(Dataset entries)

• • • •

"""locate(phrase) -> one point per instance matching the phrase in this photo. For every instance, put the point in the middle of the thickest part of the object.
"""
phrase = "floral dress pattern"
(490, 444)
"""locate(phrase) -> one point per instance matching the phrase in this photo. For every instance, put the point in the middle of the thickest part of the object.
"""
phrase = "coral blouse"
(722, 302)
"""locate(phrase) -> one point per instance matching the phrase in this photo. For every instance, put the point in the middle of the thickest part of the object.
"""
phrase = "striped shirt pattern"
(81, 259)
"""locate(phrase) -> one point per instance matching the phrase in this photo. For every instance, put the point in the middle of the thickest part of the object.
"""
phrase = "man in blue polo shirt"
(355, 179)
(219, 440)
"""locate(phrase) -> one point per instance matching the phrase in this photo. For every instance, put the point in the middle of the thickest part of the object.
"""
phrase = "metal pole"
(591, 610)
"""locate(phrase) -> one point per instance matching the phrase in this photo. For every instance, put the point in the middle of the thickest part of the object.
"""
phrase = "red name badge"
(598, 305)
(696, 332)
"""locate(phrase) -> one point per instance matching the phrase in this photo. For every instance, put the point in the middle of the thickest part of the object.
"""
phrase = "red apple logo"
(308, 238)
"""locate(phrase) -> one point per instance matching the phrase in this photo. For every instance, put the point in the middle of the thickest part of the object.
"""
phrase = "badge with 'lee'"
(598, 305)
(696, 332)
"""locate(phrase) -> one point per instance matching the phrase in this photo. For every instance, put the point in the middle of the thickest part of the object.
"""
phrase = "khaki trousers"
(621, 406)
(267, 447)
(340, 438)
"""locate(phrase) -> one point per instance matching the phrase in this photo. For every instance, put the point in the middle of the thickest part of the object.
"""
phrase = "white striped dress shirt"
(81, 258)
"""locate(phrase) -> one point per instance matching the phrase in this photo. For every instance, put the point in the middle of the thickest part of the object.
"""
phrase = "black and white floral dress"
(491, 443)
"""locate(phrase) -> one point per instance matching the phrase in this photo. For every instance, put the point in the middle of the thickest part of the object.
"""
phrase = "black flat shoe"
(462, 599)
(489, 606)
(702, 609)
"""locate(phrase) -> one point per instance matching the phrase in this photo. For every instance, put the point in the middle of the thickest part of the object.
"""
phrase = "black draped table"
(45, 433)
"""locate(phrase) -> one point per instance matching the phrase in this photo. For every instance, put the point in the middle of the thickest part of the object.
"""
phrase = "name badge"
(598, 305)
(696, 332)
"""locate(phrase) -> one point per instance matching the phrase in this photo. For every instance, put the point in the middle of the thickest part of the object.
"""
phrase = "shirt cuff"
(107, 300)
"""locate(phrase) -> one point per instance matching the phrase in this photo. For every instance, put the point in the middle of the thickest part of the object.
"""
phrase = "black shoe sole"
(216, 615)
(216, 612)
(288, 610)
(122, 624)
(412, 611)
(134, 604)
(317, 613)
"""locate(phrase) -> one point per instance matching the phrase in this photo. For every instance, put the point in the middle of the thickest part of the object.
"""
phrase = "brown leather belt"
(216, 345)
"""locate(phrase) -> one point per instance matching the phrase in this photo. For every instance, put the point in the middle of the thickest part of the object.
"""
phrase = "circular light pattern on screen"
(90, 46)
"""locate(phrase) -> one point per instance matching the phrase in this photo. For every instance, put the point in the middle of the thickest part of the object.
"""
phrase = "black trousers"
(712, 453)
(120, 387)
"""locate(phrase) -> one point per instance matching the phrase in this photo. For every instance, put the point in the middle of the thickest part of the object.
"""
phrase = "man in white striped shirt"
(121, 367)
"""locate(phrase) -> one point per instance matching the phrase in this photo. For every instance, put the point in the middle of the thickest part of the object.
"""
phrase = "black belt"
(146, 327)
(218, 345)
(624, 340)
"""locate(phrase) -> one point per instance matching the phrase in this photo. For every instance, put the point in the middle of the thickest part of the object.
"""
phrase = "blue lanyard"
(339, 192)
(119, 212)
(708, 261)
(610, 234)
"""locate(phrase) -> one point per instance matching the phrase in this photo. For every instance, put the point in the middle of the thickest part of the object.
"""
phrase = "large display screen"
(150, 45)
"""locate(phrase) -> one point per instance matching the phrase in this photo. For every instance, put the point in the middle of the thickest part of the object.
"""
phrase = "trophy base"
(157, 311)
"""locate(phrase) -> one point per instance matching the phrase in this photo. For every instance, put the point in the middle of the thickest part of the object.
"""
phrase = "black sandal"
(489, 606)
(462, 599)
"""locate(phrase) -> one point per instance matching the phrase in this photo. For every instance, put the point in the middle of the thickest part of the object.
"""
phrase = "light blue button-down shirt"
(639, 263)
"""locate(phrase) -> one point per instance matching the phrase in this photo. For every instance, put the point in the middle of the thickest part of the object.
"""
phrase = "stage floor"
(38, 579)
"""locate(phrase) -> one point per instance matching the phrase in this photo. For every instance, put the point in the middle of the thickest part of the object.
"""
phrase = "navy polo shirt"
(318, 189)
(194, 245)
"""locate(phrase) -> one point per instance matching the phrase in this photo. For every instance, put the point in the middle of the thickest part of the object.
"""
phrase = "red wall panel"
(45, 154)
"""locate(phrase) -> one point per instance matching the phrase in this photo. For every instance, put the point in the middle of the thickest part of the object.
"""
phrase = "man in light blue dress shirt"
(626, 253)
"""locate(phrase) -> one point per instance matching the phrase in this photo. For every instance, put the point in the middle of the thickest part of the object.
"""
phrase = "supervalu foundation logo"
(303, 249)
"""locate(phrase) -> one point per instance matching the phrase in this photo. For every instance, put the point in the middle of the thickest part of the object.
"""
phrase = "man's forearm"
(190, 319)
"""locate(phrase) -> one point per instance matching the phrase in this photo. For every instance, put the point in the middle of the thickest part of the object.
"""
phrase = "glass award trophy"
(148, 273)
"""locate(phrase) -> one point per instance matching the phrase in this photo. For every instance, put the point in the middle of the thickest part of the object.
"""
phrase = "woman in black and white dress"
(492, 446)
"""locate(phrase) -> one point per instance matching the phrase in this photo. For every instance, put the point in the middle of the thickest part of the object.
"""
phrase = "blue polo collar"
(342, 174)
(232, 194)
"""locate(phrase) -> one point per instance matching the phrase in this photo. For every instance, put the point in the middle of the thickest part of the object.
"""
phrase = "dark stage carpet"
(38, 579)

• • • •

## WRITTEN PROBLEM
Print the listing above in full, exactly as it is.

## EXERCISE ANSWER
"""locate(phrase) -> one point per instance matching the phrase in this photo. For every instance, put the point in the middle of the thickest part of the object.
"""
phrase = "floral dress pattern"
(490, 444)
"""locate(phrase) -> one point per instance matching the phrase in this photo. For every instance, put the point in the middle of the thickest part of the object.
"""
phrase = "coral blouse"
(722, 302)
"""locate(phrase) -> one point per instance matching the phrase in this photo. For every instance, put the point in the middle of the thickest part of the object.
"""
phrase = "striped shirt pattern"
(81, 259)
"""locate(phrase) -> one point per instance matching the phrase in this photo. For every instance, put the point in the middle of the thickest part of the object.
"""
phrase = "man in blue polo shirt"
(355, 179)
(219, 440)
"""locate(phrase) -> one point per instance matching the phrase in this photo. For every instance, put the point in the middle of the thickest part of the object.
"""
phrase = "metal pole"
(591, 610)
"""locate(phrase) -> one point per instance matching the phrase in this photo. For every instance, put the point in the middle of the thickest part of the object.
"""
phrase = "red name badge"
(598, 305)
(696, 332)
"""locate(phrase) -> one point per instance matching the phrase in this photo. For every instance, put the point in the middle of the thickest part of the object.
"""
phrase = "red apple logo"
(308, 238)
"""locate(phrase) -> one point per instance matching the phrase in this photo. For every instance, put the point in the middle of the thickest part of the object.
"""
phrase = "badge with 'lee'"
(598, 305)
(696, 332)
"""locate(phrase) -> one point per instance matching the phrase in this photo. For every instance, put the point in the middle of the thickest part of the object.
"""
phrase = "khaki trousers"
(621, 406)
(267, 447)
(340, 438)
"""locate(phrase) -> one point per instance matching the phrase in this photo. For every instance, put the point in the middle of the thickest part of the object.
"""
phrase = "white striped dress shirt"
(81, 258)
"""locate(phrase) -> one point per instance matching the phrase in this photo. For every instance, put the point in the middle of the thickest part of the object.
"""
phrase = "black and white floral dress"
(491, 443)
"""locate(phrase) -> one point per instance matching the phrase in this photo. For every instance, put the point in the middle of the thickest part of the object.
"""
phrase = "black flat shoe"
(462, 599)
(489, 606)
(702, 609)
"""locate(phrase) -> one point per instance matching the phrase in this photo. For every instance, put the point in the middle of the thickest part of the object.
"""
phrase = "black draped table"
(45, 433)
"""locate(phrase) -> one point per instance matching the phrase in this photo. For every instance, put the point in the middle of the thickest part of the object.
"""
phrase = "name badge"
(598, 305)
(696, 332)
"""locate(phrase) -> one point per instance matching the phrase in this photo. For every instance, put the point in the middle of the thickest part of the object.
"""
phrase = "shirt cuff"
(107, 300)
"""locate(phrase) -> one point per instance matching the phrase in this photo. For every instance, put the point in the middle of the thickest part of the object.
"""
phrase = "black shoe sole"
(216, 615)
(216, 612)
(288, 610)
(122, 624)
(412, 611)
(134, 604)
(317, 613)
"""locate(phrase) -> one point per instance matching the phrase in this photo. For every instance, put the point in the middle of the thickest part of the object.
"""
phrase = "brown leather belt"
(216, 345)
"""locate(phrase) -> one point per instance matching the phrase in this photo. For every instance, put the point in the middle of the thickest part of the object.
"""
phrase = "circular light pattern on screen"
(90, 46)
"""locate(phrase) -> one point per instance matching the phrase in this photo. For every instance, put the point in the middle of the thickest part of the object.
"""
phrase = "black trousers"
(712, 453)
(120, 387)
"""locate(phrase) -> one point per instance matching the phrase in this photo. For every instance, put the point in the middle of the thickest part of the object.
"""
phrase = "man in white striped shirt"
(121, 367)
"""locate(phrase) -> one point per instance matching the phrase in this photo. For every instance, put the point in the middle of the thickest part of the object.
"""
phrase = "black belt"
(146, 327)
(218, 345)
(624, 340)
"""locate(phrase) -> one point per instance matching the phrase in this photo. For every instance, put the point in the middle of the thickest part of the object.
"""
phrase = "blue lanyard"
(339, 192)
(119, 212)
(708, 261)
(610, 234)
"""locate(phrase) -> one point per instance matching the phrase in this photo. For every instance, put the point in the middle of the thickest part of the object.
"""
phrase = "large display screen"
(150, 45)
"""locate(phrase) -> one point per instance matching the phrase in this photo. For every instance, put the point in the middle of the thickest part of the object.
"""
phrase = "trophy base"
(157, 311)
"""locate(phrase) -> one point per instance matching the phrase in this photo. For every instance, put the point in the middle of the thickest part of the object.
"""
phrase = "black sandal"
(489, 606)
(462, 599)
"""locate(phrase) -> one point per instance matching the phrase in this photo. For every instance, put the point in the middle of the thickest part of the object.
"""
phrase = "light blue button-down shirt"
(639, 263)
"""locate(phrase) -> one point per instance matching the phrase in this photo. For every instance, put the point in the middle of the thickest part of the object.
"""
phrase = "stage floor"
(38, 579)
"""locate(phrase) -> one point per instance matching the phrase in this photo. For every instance, put the point in the middle of the thickest part of the object.
"""
phrase = "navy polo shirt"
(318, 189)
(194, 245)
"""locate(phrase) -> one point per instance matching the phrase in this photo. For every instance, put the point in the middle of the thickest part of the object.
"""
phrase = "red wall panel"
(45, 154)
"""locate(phrase) -> one point per instance matching the phrase in this photo. For every instance, put the point in the middle of the thickest part of the object.
"""
phrase = "man in light blue dress shirt"
(626, 253)
"""locate(phrase) -> one point per instance matching the phrase in this photo. For every instance, put the point in the middle of the thickest part of the object.
"""
phrase = "supervalu foundation logo"
(303, 249)
"""locate(phrase) -> one point per instance matching the phrase in this photo. For every instance, put the point in the middle of the thickest part of the object.
"""
phrase = "man's forearm"
(190, 319)
"""locate(phrase) -> one point per instance matching the phrase in this photo. For every instance, put the point in the middle of the thickest part of the object.
"""
phrase = "glass award trophy"
(148, 273)
"""locate(phrase) -> one point per instance matching the phrase in this photo. For every instance, put the point in the middle of the thickest part of the object.
"""
phrase = "woman in black and white dress"
(492, 446)
"""locate(phrase) -> one point per instance matching the phrase in this photo. For every instance, put the point in the middle of the thickest part of the object.
"""
phrase = "blue polo collar"
(342, 174)
(232, 194)
"""locate(phrase) -> one point per instance matching the phrase in this photo. For every instance, put the point in the middle of the thickest part of the object.
"""
phrase = "dark stage carpet"
(38, 579)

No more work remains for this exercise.